**Dataset records:**
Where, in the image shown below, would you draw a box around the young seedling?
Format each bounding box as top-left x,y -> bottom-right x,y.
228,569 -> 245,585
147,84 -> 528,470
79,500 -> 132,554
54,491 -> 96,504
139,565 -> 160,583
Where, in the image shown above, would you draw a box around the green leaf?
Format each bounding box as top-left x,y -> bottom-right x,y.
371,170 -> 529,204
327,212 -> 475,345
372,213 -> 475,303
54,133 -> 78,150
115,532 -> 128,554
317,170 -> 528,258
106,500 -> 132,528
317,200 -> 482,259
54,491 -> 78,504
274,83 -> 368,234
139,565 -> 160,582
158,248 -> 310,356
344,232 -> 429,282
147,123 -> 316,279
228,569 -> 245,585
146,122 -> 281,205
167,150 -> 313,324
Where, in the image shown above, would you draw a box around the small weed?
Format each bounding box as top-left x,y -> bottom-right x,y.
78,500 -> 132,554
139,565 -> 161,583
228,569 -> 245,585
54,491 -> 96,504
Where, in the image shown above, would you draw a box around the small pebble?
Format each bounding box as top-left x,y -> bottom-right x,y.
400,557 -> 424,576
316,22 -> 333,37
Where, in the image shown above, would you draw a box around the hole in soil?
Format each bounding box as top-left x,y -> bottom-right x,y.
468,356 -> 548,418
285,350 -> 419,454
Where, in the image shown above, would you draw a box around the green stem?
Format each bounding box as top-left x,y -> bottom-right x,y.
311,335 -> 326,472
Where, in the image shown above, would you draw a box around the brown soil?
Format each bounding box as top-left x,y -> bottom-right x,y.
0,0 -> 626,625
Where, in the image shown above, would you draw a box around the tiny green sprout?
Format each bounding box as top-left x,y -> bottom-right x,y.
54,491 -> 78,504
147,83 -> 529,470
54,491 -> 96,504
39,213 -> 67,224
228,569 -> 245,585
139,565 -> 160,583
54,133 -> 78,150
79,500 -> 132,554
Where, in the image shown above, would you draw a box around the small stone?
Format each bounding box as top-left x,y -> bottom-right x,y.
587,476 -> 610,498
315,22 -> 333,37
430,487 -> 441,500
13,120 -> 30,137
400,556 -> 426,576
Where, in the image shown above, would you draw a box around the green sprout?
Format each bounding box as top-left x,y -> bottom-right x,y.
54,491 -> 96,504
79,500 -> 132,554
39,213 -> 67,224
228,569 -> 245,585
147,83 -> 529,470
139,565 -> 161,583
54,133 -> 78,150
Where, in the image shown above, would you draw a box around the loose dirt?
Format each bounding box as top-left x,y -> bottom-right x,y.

**Exercise instructions:**
Rescale the listing above between the lines holding "the small pebble?" and "285,350 -> 419,454", inclusive, and output only those lines. Keep the request lines unchanged, and multiply every coordinate in the answers by 0.85, rounding to whole numbers with halves rounded up.

**Final answer:**
Where, in the image shown above, would you draw a box around the small pebble?
Format each bounding box as top-left x,y -> bottom-right x,y.
340,473 -> 360,490
269,19 -> 283,31
Where, in the image shown above, would you draw a box around the hole in soil?
Format each bounding box as top-left x,y -> bottom-right x,y.
398,303 -> 466,355
242,298 -> 356,386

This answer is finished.